## Exercise
Transcribe, without changes, the lines of the entries from the line containing "eye iris, one" through the end of the entries, inclusive.

## Available data

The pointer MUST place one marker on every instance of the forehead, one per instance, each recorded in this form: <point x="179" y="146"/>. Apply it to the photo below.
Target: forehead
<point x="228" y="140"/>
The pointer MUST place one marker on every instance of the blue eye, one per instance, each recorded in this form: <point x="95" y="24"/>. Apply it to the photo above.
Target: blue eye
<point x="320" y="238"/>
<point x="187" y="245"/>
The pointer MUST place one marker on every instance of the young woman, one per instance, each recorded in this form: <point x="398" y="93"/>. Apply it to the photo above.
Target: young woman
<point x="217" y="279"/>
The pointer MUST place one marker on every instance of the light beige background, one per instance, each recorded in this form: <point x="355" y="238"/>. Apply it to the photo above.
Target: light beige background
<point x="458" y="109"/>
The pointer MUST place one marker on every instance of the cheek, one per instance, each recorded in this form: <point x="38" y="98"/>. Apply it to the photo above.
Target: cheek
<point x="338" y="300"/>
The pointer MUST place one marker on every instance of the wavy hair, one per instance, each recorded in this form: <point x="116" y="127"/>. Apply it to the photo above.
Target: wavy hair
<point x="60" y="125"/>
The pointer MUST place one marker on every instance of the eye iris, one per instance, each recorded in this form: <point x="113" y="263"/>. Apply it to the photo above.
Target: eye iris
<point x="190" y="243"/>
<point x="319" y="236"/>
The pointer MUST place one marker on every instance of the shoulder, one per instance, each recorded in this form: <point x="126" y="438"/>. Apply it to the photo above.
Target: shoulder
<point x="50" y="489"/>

## Output of the exercise
The pointer MUST place one marker on every instance of the eye iris, one per instance, each recorded in this form: <point x="113" y="263"/>. Apply it to the photo above.
Target: eye iris
<point x="190" y="243"/>
<point x="319" y="236"/>
The pointer MUST place one marker on every instance of the shoulder, one per instance, each recorded in this form: <point x="126" y="438"/>. Apply it to the photo above.
Target: shoulder
<point x="50" y="489"/>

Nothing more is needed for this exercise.